**READING TEXT**

◇ ◇ ◇ ◇ ◇ ◇ ◇

Both NULL and RDMA_RESTRACK_CM_ID are not needed, this is how I
discovered the need to clean the cma.c, but left it here.

Thanks

>
> Jason

^ permalink raw reply	[flat|nested] 21+ messages in thread

* Re: [PATCH rdma-next v3 6/9] RDMA/restrack: Add error handling while adding restrack object
  2020-09-26 10:19 ` [PATCH rdma-next v3 6/9] RDMA/restrack: Add error handling while adding restrack object Leon Romanovsky
  2020-10-02 12:42   ` Jason Gunthorpe
@ 2020-10-02 13:13   ` Jason Gunthorpe
  2020-10-04  6:04     ` Leon Romanovsky
  1 sibling, 1 reply; 21+ messages in thread
From: Jason Gunthorpe @ 2020-10-02 13:13 UTC (permalink / raw)
  To: Leon Romanovsky; +Cc: Doug Ledford, Leon Romanovsky, linux-rdma, Mark Zhang

On Sat, Sep 26, 2020 at 01:19:35PM +0300, Leon Romanovsky wrote:
> @@ -449,7 +453,10 @@ static int ib_uverbs_alloc_pd(struct uverbs_attr_bundle *attrs)
>  	ret = ib_dev->ops.alloc_pd(pd, &attrs->driver_udata);
>  	if (ret)
>  		goto err_alloc;
> -	rdma_restrack_add(&pd->res);
> +
> +	ret = rdma_restrack_add(&pd->res);
> +	if (ret)
> +		goto err_restrack;
>  
>  	uobj->object = pd;
>  	uobj_finalize_uobj_create(uobj, attrs);
> @@ -457,6 +464,9 @@ static int ib_uverbs_alloc_pd(struct uverbs_attr_bundle *attrs)
>  	resp.pd_handle = uobj->id;
>  	return uverbs_response(attrs, &resp, sizeof(resp));
>  
> +err_restrack:
> +	ib_dev->ops.dealloc_pd(pd, &attrs->driver_udata);

There can be no failure between allocating the HW object and calling
uobj_finalize_uobj_create(). That was the whole point of that scheme.
It is really important that be kept.

◇ ◇ ◇ ◇ ◇ ◇ ◇

**ROWS**
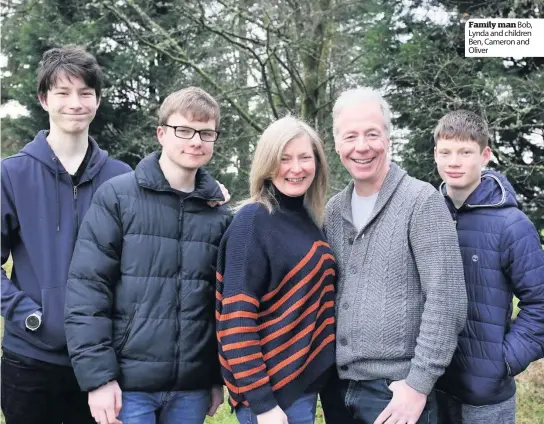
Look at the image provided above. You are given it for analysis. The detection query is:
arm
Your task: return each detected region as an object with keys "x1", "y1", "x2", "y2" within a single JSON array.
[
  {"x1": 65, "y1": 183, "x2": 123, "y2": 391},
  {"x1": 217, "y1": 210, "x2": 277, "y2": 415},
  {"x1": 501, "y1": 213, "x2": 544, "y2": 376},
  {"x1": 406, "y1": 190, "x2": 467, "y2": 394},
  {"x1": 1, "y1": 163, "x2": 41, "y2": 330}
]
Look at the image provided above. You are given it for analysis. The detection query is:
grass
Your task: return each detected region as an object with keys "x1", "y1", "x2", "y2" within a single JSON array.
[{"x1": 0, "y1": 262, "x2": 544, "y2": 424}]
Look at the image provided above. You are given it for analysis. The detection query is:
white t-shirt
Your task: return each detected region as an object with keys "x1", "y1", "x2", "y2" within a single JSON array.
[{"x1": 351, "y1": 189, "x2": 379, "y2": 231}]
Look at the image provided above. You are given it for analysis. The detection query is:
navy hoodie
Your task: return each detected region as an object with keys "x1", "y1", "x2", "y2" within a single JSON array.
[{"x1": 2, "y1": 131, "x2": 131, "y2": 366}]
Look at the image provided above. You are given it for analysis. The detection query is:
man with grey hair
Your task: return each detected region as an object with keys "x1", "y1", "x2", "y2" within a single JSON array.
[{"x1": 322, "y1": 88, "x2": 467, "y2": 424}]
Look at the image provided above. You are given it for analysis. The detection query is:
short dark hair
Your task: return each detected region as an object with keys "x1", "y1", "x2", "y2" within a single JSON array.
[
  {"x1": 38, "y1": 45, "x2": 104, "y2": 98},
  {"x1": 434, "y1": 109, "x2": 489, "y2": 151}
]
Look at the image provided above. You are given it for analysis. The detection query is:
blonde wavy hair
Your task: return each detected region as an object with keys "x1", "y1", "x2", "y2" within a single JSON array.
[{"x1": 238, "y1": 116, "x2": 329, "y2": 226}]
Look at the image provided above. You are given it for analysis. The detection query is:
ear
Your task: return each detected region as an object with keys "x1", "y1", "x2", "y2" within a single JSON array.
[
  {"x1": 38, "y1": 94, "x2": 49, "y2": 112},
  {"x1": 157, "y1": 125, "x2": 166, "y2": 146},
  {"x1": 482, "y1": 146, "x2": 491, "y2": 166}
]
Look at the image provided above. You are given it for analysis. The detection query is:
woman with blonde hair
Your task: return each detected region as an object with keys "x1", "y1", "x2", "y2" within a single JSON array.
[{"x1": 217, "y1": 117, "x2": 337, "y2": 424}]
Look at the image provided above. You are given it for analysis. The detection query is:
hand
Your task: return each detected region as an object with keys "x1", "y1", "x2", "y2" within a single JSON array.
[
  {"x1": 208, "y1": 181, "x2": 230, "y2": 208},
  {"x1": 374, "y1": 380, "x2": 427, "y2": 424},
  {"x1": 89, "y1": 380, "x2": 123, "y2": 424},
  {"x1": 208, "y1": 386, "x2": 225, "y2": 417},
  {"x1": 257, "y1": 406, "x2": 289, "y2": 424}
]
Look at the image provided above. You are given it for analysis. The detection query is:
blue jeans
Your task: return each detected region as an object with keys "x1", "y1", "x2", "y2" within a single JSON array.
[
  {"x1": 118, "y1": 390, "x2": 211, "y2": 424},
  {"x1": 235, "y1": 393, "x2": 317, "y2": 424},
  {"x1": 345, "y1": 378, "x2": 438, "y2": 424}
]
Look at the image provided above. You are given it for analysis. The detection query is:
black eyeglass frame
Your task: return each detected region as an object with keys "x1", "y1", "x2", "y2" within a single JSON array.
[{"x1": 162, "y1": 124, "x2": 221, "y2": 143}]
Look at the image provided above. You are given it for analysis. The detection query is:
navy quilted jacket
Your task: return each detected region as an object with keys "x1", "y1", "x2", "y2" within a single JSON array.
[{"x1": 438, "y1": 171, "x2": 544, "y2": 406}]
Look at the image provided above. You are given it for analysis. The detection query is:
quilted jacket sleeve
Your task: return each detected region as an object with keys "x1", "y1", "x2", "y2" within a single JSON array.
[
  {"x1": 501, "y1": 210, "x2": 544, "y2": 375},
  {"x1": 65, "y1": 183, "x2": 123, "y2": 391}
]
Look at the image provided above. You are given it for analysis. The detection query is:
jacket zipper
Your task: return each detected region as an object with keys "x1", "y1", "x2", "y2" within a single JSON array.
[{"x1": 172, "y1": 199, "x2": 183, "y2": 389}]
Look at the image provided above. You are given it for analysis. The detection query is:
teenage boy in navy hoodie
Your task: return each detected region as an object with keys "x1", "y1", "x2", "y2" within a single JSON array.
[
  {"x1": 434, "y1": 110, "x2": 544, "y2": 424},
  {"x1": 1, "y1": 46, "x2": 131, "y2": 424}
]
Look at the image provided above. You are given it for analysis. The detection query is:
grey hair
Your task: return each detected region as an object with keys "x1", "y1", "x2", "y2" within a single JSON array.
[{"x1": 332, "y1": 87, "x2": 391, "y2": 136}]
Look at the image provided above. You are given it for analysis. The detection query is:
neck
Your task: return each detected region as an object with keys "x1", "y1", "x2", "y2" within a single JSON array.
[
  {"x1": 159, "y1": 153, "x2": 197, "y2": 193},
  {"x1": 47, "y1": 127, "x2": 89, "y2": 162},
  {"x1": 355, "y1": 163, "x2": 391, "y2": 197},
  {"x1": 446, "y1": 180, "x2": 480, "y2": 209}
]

◇ ◇ ◇ ◇ ◇ ◇ ◇

**JOBS**
- A) In the patch thread, which call does the new err_restrack label make?
- B) Name each distinct addressee in the To and Cc lines of the patch thread's 2020-10-02 13:13 reply.

**TASK-BY-TASK RESULTS**
- A) ib_dev->ops.dealloc_pd(pd, &attrs->driver_udata);

- B) Leon Romanovsky, Doug Ledford, linux-rdma, Mark Zhang